▶ **Goal**
Starting with the line that contains "[tag] white wall (a dot for each instance)", set down each line through the end of the entries below, exactly and with nothing added.

▶ **Records for processing**
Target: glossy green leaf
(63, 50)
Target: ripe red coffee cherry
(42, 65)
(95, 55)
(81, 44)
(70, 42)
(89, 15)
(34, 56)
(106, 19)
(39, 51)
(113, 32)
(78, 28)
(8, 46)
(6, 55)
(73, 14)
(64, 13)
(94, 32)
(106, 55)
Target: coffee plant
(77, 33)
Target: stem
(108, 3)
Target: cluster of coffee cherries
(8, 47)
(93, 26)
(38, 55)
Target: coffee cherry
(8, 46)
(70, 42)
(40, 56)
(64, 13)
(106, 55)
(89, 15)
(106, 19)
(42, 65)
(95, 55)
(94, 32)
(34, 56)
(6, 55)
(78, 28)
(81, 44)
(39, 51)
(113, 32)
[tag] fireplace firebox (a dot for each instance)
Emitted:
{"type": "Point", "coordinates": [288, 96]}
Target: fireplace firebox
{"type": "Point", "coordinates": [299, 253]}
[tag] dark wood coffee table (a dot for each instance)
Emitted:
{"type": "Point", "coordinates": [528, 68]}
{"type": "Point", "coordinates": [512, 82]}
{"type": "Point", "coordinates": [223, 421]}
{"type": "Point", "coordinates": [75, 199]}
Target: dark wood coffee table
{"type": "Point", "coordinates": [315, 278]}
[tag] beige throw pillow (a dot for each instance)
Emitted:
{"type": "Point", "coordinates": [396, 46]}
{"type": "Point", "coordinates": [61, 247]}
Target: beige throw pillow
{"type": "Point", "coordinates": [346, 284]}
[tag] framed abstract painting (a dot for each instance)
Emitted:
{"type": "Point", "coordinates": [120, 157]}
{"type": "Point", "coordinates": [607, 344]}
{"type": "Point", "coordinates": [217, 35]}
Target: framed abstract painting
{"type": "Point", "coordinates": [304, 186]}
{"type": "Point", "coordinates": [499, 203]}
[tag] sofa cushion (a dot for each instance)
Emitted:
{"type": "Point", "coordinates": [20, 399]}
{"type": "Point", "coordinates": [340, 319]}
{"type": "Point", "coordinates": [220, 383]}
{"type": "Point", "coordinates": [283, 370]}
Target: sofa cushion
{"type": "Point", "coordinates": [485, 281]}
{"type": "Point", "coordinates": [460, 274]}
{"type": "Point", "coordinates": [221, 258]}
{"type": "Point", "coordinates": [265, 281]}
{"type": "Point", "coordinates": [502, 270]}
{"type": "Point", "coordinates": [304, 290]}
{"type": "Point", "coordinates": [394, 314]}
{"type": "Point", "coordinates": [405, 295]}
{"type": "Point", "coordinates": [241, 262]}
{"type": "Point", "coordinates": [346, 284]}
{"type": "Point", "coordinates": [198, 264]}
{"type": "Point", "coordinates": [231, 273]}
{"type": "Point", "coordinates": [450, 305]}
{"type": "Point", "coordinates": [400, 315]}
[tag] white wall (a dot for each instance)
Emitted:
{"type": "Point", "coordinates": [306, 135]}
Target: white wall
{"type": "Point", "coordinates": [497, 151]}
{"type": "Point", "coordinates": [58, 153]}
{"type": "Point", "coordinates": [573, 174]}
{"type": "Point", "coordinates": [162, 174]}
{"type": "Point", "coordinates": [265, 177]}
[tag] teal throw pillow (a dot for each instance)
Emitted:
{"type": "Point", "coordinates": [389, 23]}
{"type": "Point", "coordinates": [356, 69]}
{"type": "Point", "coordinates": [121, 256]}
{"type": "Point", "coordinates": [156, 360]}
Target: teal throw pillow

▶ **The reply**
[tag] white wall (a dot for each instance)
Emitted:
{"type": "Point", "coordinates": [306, 135]}
Target: white wall
{"type": "Point", "coordinates": [497, 151]}
{"type": "Point", "coordinates": [58, 153]}
{"type": "Point", "coordinates": [573, 174]}
{"type": "Point", "coordinates": [162, 174]}
{"type": "Point", "coordinates": [265, 177]}
[tag] teal throw pillow (a dot for each instance)
Emitted:
{"type": "Point", "coordinates": [389, 23]}
{"type": "Point", "coordinates": [356, 69]}
{"type": "Point", "coordinates": [121, 256]}
{"type": "Point", "coordinates": [156, 360]}
Target: teal throw pillow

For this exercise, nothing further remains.